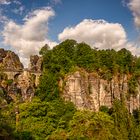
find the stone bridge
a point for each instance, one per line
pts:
(13, 74)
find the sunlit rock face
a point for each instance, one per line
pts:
(9, 60)
(15, 80)
(35, 63)
(26, 83)
(89, 91)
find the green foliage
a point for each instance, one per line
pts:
(49, 117)
(43, 118)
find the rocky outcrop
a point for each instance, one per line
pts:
(89, 91)
(35, 63)
(16, 81)
(9, 60)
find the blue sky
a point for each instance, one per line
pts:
(65, 19)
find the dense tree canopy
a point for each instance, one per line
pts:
(47, 116)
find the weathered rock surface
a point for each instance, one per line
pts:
(9, 60)
(35, 63)
(15, 81)
(89, 91)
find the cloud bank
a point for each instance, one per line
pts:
(97, 33)
(134, 5)
(100, 34)
(5, 2)
(28, 38)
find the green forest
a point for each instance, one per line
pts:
(49, 117)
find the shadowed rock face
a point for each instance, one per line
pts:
(35, 63)
(89, 91)
(9, 60)
(14, 80)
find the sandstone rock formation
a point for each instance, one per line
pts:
(35, 63)
(16, 81)
(89, 91)
(9, 60)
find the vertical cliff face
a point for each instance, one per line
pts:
(35, 63)
(15, 81)
(9, 60)
(89, 91)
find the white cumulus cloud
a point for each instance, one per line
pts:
(134, 5)
(28, 38)
(97, 33)
(100, 34)
(5, 2)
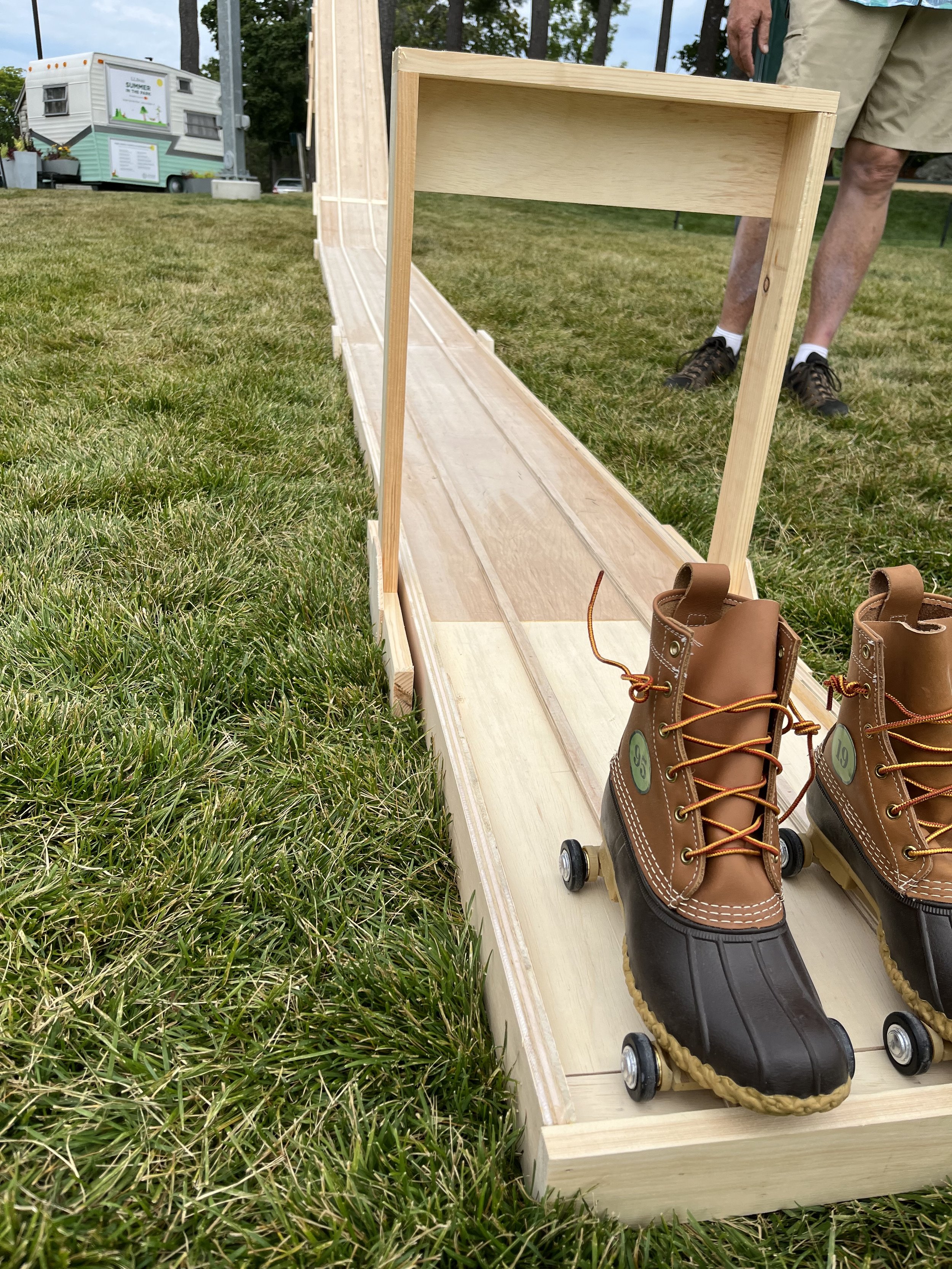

**WRITTEN EXERCISE**:
Rewrite all of the records above, changing "instance" to "occurrence" wherever it occurs and keeping everything else unchanged. Leave the pictures out.

**SOLUTION**:
find the stone bridge
a point for each occurrence, one per line
pts:
(13, 74)
find the sunlit rock face
a point for each occurrence, one per line
pts:
(9, 60)
(15, 80)
(35, 63)
(26, 83)
(89, 91)
find the green foliage
a point for each occurrence, one per line
pts:
(49, 117)
(43, 118)
find the rocky outcrop
a point for each occurrence, one per line
pts:
(89, 91)
(35, 63)
(16, 81)
(9, 60)
find the blue sky
a point for each occurrence, one per line
pts:
(65, 19)
find the dense tree canopy
a point for each occurrence, one per line
pts:
(47, 116)
find the weathered rock surface
a point for each occurrence, one per line
pts:
(9, 60)
(35, 63)
(15, 81)
(89, 91)
find the cloud bank
a point for each occurrence, one per line
pts:
(97, 33)
(134, 5)
(100, 34)
(5, 2)
(28, 38)
find the green forest
a point for each occurrence, one per line
pts:
(49, 117)
find the shadowed rock face
a point for each occurrence, one per line
pts:
(35, 63)
(89, 91)
(9, 60)
(14, 80)
find the sandstone rock formation
a point for each occurrence, one per line
pts:
(35, 63)
(16, 81)
(89, 91)
(9, 60)
find the vertical cliff face
a point for each occurrence, one per line
pts:
(35, 63)
(15, 81)
(9, 60)
(89, 91)
find the white cumulus cloud
a point for each occurrence, one per line
pts:
(134, 5)
(28, 38)
(97, 33)
(100, 34)
(5, 2)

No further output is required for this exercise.